WHAT TO PRODUCE. Nothing but the lines from the one containing "Target: metal pole" through the one containing "Target: adult's navy trousers", both included, should be given again, each exactly as written below.

EXTRACTED MATERIAL.
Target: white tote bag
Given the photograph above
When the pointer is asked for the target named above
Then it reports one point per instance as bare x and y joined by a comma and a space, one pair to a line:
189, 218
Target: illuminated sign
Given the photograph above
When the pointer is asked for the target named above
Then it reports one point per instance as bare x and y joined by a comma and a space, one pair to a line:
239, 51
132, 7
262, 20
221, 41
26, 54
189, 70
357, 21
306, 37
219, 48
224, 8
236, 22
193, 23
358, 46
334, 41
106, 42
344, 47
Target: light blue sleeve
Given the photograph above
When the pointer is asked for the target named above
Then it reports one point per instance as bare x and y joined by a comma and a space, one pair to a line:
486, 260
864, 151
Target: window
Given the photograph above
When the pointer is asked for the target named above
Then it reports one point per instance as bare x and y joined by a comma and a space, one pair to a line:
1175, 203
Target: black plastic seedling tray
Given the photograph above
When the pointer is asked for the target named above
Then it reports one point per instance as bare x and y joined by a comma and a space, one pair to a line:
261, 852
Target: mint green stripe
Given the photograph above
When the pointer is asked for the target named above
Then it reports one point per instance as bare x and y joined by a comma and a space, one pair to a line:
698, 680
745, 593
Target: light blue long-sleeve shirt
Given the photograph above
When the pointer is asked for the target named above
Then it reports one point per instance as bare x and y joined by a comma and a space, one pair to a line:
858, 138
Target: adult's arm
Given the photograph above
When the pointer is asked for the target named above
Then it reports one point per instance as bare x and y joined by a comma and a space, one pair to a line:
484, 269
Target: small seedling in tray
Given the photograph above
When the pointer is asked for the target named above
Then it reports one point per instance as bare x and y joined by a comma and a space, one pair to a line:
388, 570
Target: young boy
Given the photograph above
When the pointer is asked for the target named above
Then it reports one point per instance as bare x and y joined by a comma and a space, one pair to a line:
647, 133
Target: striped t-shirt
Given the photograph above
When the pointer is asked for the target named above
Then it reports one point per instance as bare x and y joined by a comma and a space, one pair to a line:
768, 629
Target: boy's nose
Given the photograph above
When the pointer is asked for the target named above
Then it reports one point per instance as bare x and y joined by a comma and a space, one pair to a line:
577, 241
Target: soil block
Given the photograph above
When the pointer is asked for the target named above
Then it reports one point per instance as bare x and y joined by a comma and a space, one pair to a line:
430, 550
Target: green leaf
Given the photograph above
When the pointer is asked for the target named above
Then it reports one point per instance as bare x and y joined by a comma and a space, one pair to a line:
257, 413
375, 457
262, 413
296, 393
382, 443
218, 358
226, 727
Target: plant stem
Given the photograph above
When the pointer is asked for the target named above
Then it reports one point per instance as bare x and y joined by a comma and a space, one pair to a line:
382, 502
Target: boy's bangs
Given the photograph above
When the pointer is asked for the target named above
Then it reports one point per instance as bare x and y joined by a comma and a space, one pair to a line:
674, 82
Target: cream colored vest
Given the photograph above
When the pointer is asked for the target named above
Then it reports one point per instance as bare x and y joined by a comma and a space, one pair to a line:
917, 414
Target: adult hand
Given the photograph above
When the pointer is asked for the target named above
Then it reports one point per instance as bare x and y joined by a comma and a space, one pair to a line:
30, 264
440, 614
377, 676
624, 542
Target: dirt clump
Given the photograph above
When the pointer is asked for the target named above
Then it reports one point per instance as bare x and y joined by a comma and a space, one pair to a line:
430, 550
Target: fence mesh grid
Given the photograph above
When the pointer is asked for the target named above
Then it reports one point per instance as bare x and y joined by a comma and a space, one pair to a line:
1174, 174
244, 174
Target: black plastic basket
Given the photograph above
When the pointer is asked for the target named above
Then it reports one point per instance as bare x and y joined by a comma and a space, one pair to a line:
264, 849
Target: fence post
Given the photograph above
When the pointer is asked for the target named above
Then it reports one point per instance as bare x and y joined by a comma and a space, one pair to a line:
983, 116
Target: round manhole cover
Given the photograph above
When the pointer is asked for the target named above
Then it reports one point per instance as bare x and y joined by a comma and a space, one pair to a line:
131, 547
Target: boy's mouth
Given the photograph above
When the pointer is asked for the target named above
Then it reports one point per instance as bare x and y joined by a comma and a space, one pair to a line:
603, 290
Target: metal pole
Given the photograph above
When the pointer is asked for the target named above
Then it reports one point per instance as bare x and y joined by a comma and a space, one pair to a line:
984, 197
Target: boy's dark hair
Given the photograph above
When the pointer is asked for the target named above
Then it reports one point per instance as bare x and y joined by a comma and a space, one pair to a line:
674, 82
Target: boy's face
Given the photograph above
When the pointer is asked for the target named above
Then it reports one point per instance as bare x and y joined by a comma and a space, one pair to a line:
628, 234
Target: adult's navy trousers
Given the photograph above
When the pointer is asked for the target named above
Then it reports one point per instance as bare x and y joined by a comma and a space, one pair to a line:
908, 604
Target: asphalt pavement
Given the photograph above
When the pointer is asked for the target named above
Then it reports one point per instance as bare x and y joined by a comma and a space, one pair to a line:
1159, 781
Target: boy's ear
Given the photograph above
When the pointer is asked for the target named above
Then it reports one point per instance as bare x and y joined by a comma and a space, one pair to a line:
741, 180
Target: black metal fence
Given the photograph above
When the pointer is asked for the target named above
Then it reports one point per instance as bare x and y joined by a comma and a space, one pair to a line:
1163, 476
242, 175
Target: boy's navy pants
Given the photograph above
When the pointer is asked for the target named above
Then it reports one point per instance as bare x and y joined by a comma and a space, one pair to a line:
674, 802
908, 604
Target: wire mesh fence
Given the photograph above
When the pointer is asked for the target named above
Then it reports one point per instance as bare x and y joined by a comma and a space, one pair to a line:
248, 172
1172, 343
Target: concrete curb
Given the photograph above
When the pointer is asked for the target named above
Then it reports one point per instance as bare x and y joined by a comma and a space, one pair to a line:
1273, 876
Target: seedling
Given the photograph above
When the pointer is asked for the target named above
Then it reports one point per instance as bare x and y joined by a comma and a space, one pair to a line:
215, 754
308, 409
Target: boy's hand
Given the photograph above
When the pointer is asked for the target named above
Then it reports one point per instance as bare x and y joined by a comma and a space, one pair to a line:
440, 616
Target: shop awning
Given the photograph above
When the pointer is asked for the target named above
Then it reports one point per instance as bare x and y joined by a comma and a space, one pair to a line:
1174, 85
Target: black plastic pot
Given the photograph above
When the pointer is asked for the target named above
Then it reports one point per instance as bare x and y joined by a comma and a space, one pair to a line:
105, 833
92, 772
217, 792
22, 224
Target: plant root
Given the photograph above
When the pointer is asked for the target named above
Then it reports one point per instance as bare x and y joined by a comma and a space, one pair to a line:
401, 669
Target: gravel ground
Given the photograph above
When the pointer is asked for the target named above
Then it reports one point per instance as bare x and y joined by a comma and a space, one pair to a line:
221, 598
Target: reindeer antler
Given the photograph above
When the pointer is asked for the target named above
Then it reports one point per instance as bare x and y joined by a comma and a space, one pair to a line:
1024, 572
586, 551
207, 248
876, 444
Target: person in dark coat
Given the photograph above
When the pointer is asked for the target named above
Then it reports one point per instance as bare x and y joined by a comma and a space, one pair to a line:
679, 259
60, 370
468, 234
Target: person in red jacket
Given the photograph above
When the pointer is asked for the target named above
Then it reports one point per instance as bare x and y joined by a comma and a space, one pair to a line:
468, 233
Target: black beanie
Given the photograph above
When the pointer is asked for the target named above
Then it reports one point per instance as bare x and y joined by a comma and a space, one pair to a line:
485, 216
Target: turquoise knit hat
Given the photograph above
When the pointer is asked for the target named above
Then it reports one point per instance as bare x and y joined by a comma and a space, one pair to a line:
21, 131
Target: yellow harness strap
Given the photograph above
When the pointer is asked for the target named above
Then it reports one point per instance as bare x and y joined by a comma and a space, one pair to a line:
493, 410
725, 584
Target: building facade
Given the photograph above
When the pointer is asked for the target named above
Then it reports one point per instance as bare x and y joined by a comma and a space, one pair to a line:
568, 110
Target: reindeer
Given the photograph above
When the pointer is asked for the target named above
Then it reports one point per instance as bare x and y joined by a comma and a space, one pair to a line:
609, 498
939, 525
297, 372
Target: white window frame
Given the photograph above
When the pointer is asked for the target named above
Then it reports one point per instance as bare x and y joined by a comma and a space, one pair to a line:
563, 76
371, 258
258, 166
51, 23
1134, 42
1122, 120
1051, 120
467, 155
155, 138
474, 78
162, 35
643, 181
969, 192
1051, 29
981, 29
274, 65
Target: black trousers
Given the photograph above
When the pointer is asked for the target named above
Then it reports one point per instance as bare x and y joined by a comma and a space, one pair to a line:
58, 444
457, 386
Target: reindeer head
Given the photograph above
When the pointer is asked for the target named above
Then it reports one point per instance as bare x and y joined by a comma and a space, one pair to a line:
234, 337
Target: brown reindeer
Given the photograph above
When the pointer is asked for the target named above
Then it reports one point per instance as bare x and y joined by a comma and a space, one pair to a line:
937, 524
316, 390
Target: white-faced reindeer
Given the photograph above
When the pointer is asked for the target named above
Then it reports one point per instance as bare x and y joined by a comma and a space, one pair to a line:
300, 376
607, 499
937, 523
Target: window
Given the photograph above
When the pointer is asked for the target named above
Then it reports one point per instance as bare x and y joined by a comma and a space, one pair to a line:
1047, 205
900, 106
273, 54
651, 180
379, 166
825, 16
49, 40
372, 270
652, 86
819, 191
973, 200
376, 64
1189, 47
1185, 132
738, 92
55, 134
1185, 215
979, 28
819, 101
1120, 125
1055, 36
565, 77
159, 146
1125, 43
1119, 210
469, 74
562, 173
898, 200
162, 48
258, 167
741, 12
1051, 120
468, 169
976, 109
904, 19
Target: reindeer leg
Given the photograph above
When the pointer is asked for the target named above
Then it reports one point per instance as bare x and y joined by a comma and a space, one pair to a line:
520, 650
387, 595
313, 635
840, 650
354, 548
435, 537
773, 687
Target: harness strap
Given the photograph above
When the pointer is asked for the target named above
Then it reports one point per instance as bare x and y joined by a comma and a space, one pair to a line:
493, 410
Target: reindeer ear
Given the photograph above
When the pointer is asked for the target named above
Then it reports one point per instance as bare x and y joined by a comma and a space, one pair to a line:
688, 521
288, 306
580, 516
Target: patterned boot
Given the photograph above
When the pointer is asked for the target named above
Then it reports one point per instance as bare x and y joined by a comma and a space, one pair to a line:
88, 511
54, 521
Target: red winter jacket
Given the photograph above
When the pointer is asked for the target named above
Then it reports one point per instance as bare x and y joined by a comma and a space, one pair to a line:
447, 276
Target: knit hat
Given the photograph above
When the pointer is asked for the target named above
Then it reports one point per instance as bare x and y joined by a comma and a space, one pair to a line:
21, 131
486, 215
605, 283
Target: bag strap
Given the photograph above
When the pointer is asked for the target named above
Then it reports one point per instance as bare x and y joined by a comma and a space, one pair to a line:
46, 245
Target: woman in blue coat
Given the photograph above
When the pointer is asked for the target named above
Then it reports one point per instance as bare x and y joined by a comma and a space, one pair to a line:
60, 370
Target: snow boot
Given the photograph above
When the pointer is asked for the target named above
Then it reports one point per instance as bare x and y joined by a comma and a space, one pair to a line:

ANSWER TO THIS PROBLEM.
Target: metal pole
Given the photograph above
When the pointer is asked for the target named above
Then it reports one point per instance as bare x and y joined by a comma and a space, one pair to a line:
984, 197
Target: boy's dark hair
Given the photograph above
When the pointer is asked for the target named above
Then it reports one point per instance as bare x and y joined by a comma and a space, one pair to a line:
674, 82
Target: boy's face
Given the photograph above
When the pointer is asked for the target named above
Then it reports one point per instance as bare x and y joined by a comma and a space, one pair to a line:
628, 234
Target: adult's navy trousers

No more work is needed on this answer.